- Requirement -
Rewrite all of the records below, changing "one point on every instance" to "a single point on each instance" and leaving everything else as it is. Do not include the pictures.
[Data shown start]
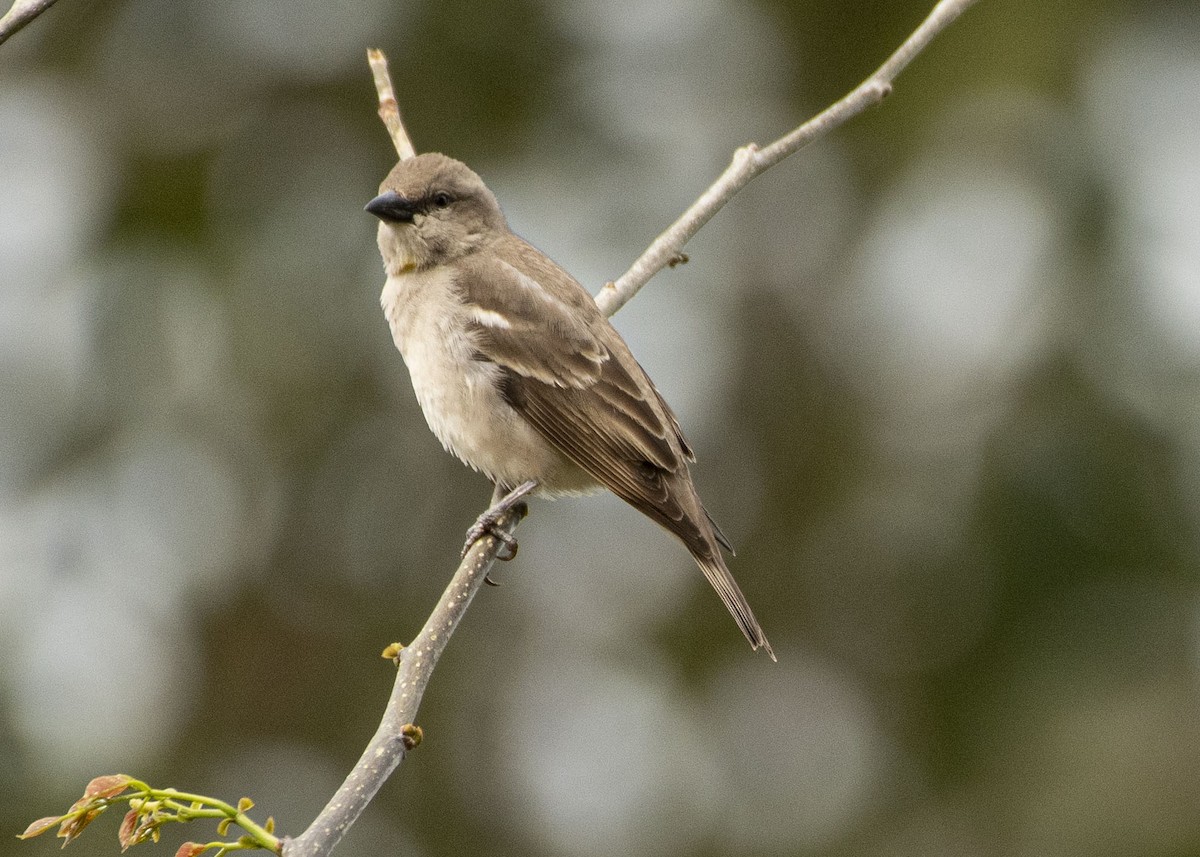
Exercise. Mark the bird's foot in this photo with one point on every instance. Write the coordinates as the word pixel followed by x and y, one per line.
pixel 486 523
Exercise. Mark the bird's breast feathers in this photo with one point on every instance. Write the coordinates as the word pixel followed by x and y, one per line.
pixel 459 393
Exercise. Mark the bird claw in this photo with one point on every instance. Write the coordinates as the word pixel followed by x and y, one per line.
pixel 486 526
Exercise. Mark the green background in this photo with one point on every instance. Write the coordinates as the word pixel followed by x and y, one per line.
pixel 940 370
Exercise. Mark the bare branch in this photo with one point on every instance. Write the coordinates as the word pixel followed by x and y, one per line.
pixel 749 161
pixel 389 111
pixel 21 13
pixel 394 737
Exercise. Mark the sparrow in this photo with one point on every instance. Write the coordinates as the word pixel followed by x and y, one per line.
pixel 521 376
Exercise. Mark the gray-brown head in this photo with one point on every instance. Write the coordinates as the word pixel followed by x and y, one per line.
pixel 433 209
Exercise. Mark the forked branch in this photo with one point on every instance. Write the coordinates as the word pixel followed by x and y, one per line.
pixel 417 661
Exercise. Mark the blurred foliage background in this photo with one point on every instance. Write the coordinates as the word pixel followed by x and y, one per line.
pixel 941 371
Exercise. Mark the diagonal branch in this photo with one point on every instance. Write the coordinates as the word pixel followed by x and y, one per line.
pixel 750 160
pixel 396 733
pixel 21 13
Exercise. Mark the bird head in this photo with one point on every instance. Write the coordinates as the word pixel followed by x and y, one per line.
pixel 433 210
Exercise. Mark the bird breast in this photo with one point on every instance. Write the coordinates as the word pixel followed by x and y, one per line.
pixel 459 394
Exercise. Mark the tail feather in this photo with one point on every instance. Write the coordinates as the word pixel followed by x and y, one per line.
pixel 727 588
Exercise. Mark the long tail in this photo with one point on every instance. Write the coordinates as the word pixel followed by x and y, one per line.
pixel 727 588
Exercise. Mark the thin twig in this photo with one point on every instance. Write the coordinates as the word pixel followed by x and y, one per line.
pixel 749 161
pixel 21 13
pixel 417 661
pixel 394 738
pixel 389 109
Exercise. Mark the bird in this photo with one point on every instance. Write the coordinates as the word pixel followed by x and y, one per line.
pixel 521 376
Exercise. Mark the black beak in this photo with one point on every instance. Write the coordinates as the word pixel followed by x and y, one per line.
pixel 393 208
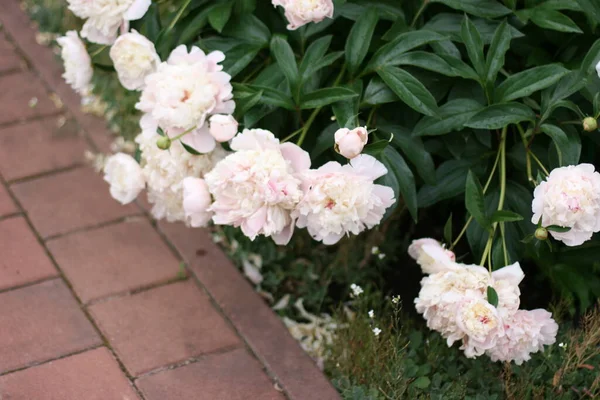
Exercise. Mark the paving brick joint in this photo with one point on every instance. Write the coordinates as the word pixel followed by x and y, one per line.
pixel 92 302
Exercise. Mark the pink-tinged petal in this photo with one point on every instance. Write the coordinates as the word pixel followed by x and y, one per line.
pixel 299 159
pixel 368 166
pixel 200 140
pixel 137 10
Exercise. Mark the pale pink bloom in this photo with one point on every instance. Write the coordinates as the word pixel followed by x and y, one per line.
pixel 125 177
pixel 184 91
pixel 569 197
pixel 350 143
pixel 479 322
pixel 526 332
pixel 301 12
pixel 340 200
pixel 105 17
pixel 256 188
pixel 431 255
pixel 196 202
pixel 77 62
pixel 134 57
pixel 223 127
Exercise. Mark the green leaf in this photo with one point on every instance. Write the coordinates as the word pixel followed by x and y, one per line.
pixel 388 54
pixel 219 15
pixel 400 178
pixel 410 90
pixel 558 228
pixel 479 8
pixel 552 19
pixel 492 296
pixel 529 81
pixel 448 230
pixel 472 40
pixel 284 55
pixel 567 148
pixel 495 55
pixel 359 39
pixel 498 116
pixel 505 216
pixel 453 117
pixel 474 200
pixel 323 97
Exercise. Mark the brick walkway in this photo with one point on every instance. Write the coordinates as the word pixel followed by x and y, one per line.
pixel 93 304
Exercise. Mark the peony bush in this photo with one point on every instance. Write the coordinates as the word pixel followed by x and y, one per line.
pixel 472 122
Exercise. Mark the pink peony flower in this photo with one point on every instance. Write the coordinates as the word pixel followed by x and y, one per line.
pixel 569 197
pixel 257 188
pixel 301 12
pixel 184 91
pixel 196 202
pixel 431 255
pixel 350 143
pixel 339 200
pixel 223 127
pixel 526 332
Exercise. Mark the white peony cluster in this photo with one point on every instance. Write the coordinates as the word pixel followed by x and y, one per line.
pixel 184 91
pixel 453 301
pixel 134 58
pixel 78 64
pixel 302 12
pixel 570 197
pixel 105 17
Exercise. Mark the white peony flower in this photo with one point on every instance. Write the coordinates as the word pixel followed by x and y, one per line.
pixel 134 58
pixel 350 143
pixel 301 12
pixel 196 201
pixel 184 91
pixel 165 170
pixel 105 17
pixel 256 187
pixel 77 62
pixel 569 197
pixel 527 332
pixel 125 177
pixel 431 255
pixel 339 200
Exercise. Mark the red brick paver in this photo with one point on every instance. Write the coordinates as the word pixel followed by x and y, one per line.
pixel 92 305
pixel 93 375
pixel 231 376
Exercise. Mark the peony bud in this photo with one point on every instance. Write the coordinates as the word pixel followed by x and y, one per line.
pixel 350 143
pixel 590 124
pixel 163 143
pixel 541 233
pixel 223 127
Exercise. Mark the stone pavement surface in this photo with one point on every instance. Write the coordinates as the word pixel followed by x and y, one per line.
pixel 94 304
[Data shown end]
- Response to this exercise -
Exercise. Mark the bird's foot in this photo with a single point on each instance. Write the coordinates as the word pixel followed by x and y, one per line.
pixel 486 523
Exercise. Mark the bird's breast feathers in this photo with a single point on each instance. Write the coordinates as the word pixel followed by x and y, one per line.
pixel 459 393
Exercise. Mark the bird claw in this photo with a single point on each instance. Write the coordinates as the word pixel followed by x and y, one per line.
pixel 486 526
Exercise. Mark the green background in this photo with a single point on each instance. Write the coordinates as the word pixel followed by x and y, one per line.
pixel 940 370
Exercise. Mark the bare branch in this photo with a single point on each instance. Write the coordinates as the word pixel followed by x and y, one per line.
pixel 749 161
pixel 389 111
pixel 21 13
pixel 394 737
Exercise. Mark the sparrow in this photo with a single point on each instance. Write the coordinates as the word pixel followed by x and y, one per line.
pixel 521 376
Exercise. Mark the gray-brown head in this photo with a single point on each instance. Write the coordinates as the word pixel followed by x and y, one per line.
pixel 433 209
Exercise. Mark the forked branch in this photo with a single point on each instance. Write the coordinates as the word pixel followed by x and y, one per line.
pixel 417 661
Exercise. Mark the blurred foliage background in this photo with a single point on each instance. Write the coordinates as the word pixel followed by x and y, one per line.
pixel 941 371
Exercise. Mark the diagonal branch in this photo with a single point on each instance. Write the coordinates as the word pixel followed by x and y, one per line.
pixel 750 160
pixel 396 733
pixel 21 13
Exercise. Mark the bird head in this photo with a single point on each instance. Write the coordinates as the word pixel followed by x and y, one per line.
pixel 433 210
Exercise. Mark the bird breast in this photo with a single point on each instance. Write the coordinates as the word pixel followed by x and y, one per line.
pixel 459 394
Exercise. Mark the tail feather in this photo with a single point on each instance. Write the coordinates as the word pixel followed by x and y, one per line.
pixel 727 588
Exercise. Mark the long tail in this photo with a single point on each instance. Write the coordinates as the word pixel followed by x and y, one per line.
pixel 727 588
Exercise. Mark the thin twig in this photo with a single point on each instance. Write the coordinates as the word pixel followed by x and y, one per line.
pixel 749 161
pixel 21 13
pixel 417 661
pixel 394 738
pixel 389 109
Exercise. Mark the bird in this photo with a single point on each instance. Write the coordinates as the word pixel followed by x and y, one per line.
pixel 521 376
Exercise. Mark the black beak in this photo with a single point on each instance. Write the coordinates as the word pixel followed by x and y, one per line.
pixel 393 208
Exercise. Mark the paving brick joint in this photo with a single point on each instance. Write the coordinates as the word pixel followed by x and y, one per line.
pixel 92 302
Exercise. Mark the pink-tinged petal in this photo with a single point on each instance. Write the coordinates as the word pixel followed by x and y, one per line.
pixel 299 159
pixel 368 166
pixel 200 140
pixel 137 10
Exercise. Mark the pale pink bloom in this photo with a single point on each instance. Write the coordinates as the word pixel followed by x and y, one per line.
pixel 125 177
pixel 184 91
pixel 569 197
pixel 350 143
pixel 479 322
pixel 526 332
pixel 301 12
pixel 340 200
pixel 105 17
pixel 256 188
pixel 431 255
pixel 196 202
pixel 77 62
pixel 134 57
pixel 223 127
Exercise. Mark the green leaf in this photo with a single point on each instance. Write the coordinates as the word pixel followed by x and y, one per line.
pixel 388 54
pixel 219 15
pixel 400 178
pixel 410 90
pixel 558 228
pixel 479 8
pixel 552 19
pixel 492 296
pixel 529 81
pixel 448 230
pixel 472 40
pixel 284 55
pixel 567 148
pixel 495 55
pixel 359 39
pixel 498 116
pixel 505 216
pixel 453 117
pixel 474 200
pixel 323 97
Exercise. Mark the brick walkway in this photo with a single point on each instance. Write the coordinates as the word pixel followed by x and y, one per line.
pixel 93 304
Exercise. Mark the peony bush in this photo with a single point on each instance. Write the coordinates as the word pixel followed by x and y, one per line.
pixel 472 122
Exercise. Mark the pink peony flower in this photo with a single point on each instance. Write the coordinates as the word pixel followed by x and y, one per line.
pixel 569 197
pixel 257 188
pixel 301 12
pixel 184 91
pixel 196 202
pixel 431 255
pixel 350 143
pixel 339 200
pixel 223 127
pixel 526 332
Exercise. Mark the white peony cluster in this photo with a single point on each instance. Write the coordinates as the word pixel followed by x and y, one per line.
pixel 184 91
pixel 453 301
pixel 134 58
pixel 78 64
pixel 302 12
pixel 570 197
pixel 105 17
Exercise. Mark the white peony flower in this photo with a single point on each instance. Write the coordinates as the word pixel followed by x and y, one per line.
pixel 134 58
pixel 350 143
pixel 301 12
pixel 196 201
pixel 184 91
pixel 165 170
pixel 105 17
pixel 256 187
pixel 77 62
pixel 569 197
pixel 527 332
pixel 125 177
pixel 431 255
pixel 339 200
Exercise. Mark the red brick paver in this photo with a single point on each instance. Write the coordinates as the word pixel followed by x and y, one per line.
pixel 92 305
pixel 93 375
pixel 231 376
Exercise. Mark the peony bud in this photo with a single point on each instance. Write the coordinates as the word pixel followed by x and y, one per line.
pixel 350 143
pixel 590 124
pixel 163 143
pixel 541 233
pixel 223 127
Exercise. Mark the stone pavement surface in this photo with a single point on each instance. Write the coordinates as the word pixel followed by x and y, one per line.
pixel 94 304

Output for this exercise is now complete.